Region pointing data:
────────────────────
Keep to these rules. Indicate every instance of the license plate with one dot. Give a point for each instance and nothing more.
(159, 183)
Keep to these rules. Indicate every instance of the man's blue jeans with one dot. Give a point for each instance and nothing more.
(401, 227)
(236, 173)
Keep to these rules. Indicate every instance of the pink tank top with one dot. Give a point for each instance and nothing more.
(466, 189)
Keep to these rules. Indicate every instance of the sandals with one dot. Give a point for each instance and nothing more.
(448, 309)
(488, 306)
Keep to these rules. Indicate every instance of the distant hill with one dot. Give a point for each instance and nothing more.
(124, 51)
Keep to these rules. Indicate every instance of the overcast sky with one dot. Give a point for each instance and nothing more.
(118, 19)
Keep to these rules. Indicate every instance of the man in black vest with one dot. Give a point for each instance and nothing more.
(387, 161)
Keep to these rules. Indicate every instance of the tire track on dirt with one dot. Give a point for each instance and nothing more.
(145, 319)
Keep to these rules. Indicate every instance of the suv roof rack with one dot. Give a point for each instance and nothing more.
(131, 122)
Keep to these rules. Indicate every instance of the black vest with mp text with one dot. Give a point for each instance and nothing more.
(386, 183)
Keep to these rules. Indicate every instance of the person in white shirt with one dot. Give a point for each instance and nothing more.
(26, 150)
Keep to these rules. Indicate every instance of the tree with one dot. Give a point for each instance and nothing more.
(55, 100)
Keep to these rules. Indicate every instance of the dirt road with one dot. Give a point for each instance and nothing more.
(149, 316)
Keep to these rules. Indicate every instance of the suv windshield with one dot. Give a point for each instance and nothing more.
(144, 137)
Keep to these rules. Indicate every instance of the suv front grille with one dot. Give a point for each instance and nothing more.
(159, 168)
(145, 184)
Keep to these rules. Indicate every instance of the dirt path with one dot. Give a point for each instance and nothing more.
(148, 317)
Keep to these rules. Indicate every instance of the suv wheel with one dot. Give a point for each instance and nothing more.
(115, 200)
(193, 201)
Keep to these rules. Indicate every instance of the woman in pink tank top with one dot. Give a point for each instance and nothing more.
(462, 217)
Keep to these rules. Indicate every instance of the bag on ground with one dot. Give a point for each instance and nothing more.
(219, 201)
────────────────────
§ Task to carry out
The lines above are to be retyped exactly, with none omitted.

§ Expected answer
Keep to these rules. Indicate every instance of the license plate with one dot. Give a point for each instance and nothing more.
(159, 183)
Keep to these rules. Indicate every instance of the man's blue jeans with one dot. Give a point for each instance and nothing more.
(401, 227)
(236, 173)
Keep to these rules. Indicate every instance of the pink tank top with one dot. Give a point for each instance and nothing more.
(466, 189)
Keep to these rules. Indicate every instance of the sandals with one dot. Give a point for each instance and nothing more.
(448, 309)
(488, 306)
Keep to these rules. Indicate every instance of the distant hill with one dot. Give a point for each instance and nothing more.
(124, 51)
Keep to these rules. Indicate every instance of the overcast sky with one dot. Give a point for each instance and nothing more.
(118, 19)
Keep to these rules. Indicate every instance of the man in black vest with one dot. Give a point for each instance and nothing more.
(387, 161)
Keep to these rules. Indicate every instance of the tire track on dirt with one dot. Give a point for each instance and nothing more.
(145, 319)
Keep to these rules. Indicate every instance of the suv roof rack with one dot. Give a point for each instance and nothing more.
(131, 122)
Keep to these rules. Indicate every instance of the black vest with mp text with one dot. Give a point for each instance and nothing more.
(386, 183)
Keep to these rules. Indicate every instance of the person in white shirt with one dot. Give a point for each instance and nothing more.
(26, 150)
Keep to these rules. Indicate every instance of the tree with one dot. Give a point for each instance and nothing more.
(55, 100)
Keep to these rules. Indicate every instance of the dirt road with one dot. Give a point for each instance and nothing more.
(149, 316)
Keep to these rules. Indicate every instance of the suv windshield with one dot. Give a point for each instance and nothing more.
(144, 137)
Keep to these rules. Indicate every instance of the suv front grille with one dot. Give a point for each instance and nothing more.
(159, 168)
(145, 184)
Keep to these rules. Indicate every instance of the dirt path with one dot. Give a point for each instance and nothing more.
(148, 317)
Keep to these rules. Indicate every instance of the suv wheel with one dot. Give a point for each instance and nothing more.
(115, 200)
(193, 201)
Keep to these rules. Indicate every instance of the woman in pink tank top with one dot. Give a point for each instance and nothing more.
(462, 217)
Keep to these rules. Indicate every instance of the bag on ground with one dot. Give a point for each instance and nothing more.
(219, 201)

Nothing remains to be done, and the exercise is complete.